Task instructions:
1. In the article on treating leukemia, about how long do the phases of ALL treatment last?
2. From the article on treating leukemia, output word for word the part from "Treating leukemia" to "Baystate Medical Center.".
3. Translate this sentence from the article on treating leukemia into Spanish: "Doctors also do regular bone marrow aspirations to see whether the child has any leukemia cells."

Excerpt:

○ ○ ○ ○

Treating leukemia
Leukemia is the leading cancer among children, says Matthew Richardson, M.D., a Baystate pediatric oncologist.
Each year, about 13,500 new cases of pediatric cancer are diagnosed nationwide in children and adolescents. About one-third of childhood cancers like Giselle’s are leukemias. ALL, which can appear in adults and children, accounts for about 75 to 80 percent of childhood leukemias. After leukemia, brain tumors are the most common solid tumors, followed by less common neuroblastomas, Wilms tumors, and sarcomas involving the muscles and bones, according to a press release from Baystate Medical Center.
Childhood leukemia responds better to treatment than adult leukemia, however, for various reasons, but partly because children can often tolerate higher doses of chemotherapy and do not have many of the other preexisting conditions that adult leukemia patients may have, such as liver, lung or kidney disease, that worsens the prognosis, according to Richardson.
Treatment of ALL involves a variety of chemotherapy medications given intravenously, by mouth, via shots and also by infusion into the spinal cord. Surgery is not usually required, other than for the purpose of implanting a central venous catheter, also referred to as a port, which is used for administering chemotherapy, blood products, antibiotics, and to obtain blood specimens. There are different phases of treatment that span a period of about 2.5 years, starting with an induction phase that uses an intense chemo regimen to wipe out as many leukemia cells as possible. After a long period of intensive chemotherapy in stages, the patient hopefully reaches the final phase of maintenance therapy, where chemo is administered mostly by mouth with a monthly visit
to the hospital for IV chemotherapy and a spinal infusion every three months. Doctors also do regular bone marrow aspirations to see whether the child has any leukemia cells.

○ ○ ○ ○

Given entries:
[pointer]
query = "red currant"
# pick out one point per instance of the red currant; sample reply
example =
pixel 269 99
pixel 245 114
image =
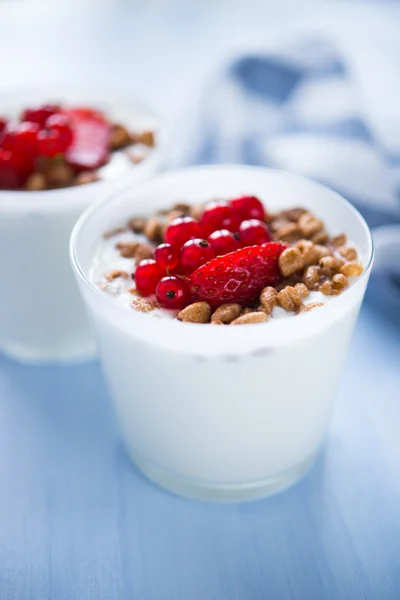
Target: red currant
pixel 194 254
pixel 62 124
pixel 50 142
pixel 181 230
pixel 224 241
pixel 166 256
pixel 219 215
pixel 41 114
pixel 25 138
pixel 13 169
pixel 253 233
pixel 248 207
pixel 172 293
pixel 147 275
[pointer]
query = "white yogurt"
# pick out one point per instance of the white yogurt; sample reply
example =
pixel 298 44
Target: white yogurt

○ ○ ○ ○

Responses by task:
1. About 2.5 years.

2.
Treating leukemia
Leukemia is the leading cancer among children, says Matthew Richardson, M.D., a Baystate pediatric oncologist.
Each year, about 13,500 new cases of pediatric cancer are diagnosed nationwide in children and adolescents. About one-third of childhood cancers like Giselle’s are leukemias. ALL, which can appear in adults and children, accounts for about 75 to 80 percent of childhood leukemias. After leukemia, brain tumors are the most common solid tumors, followed by less common neuroblastomas, Wilms tumors, and sarcomas involving the muscles and bones, according to a press release from Baystate Medical Center.

3. Los médicos también realizan aspiraciones de médula ósea periódicas para ver si el niño tiene alguna célula leucémica.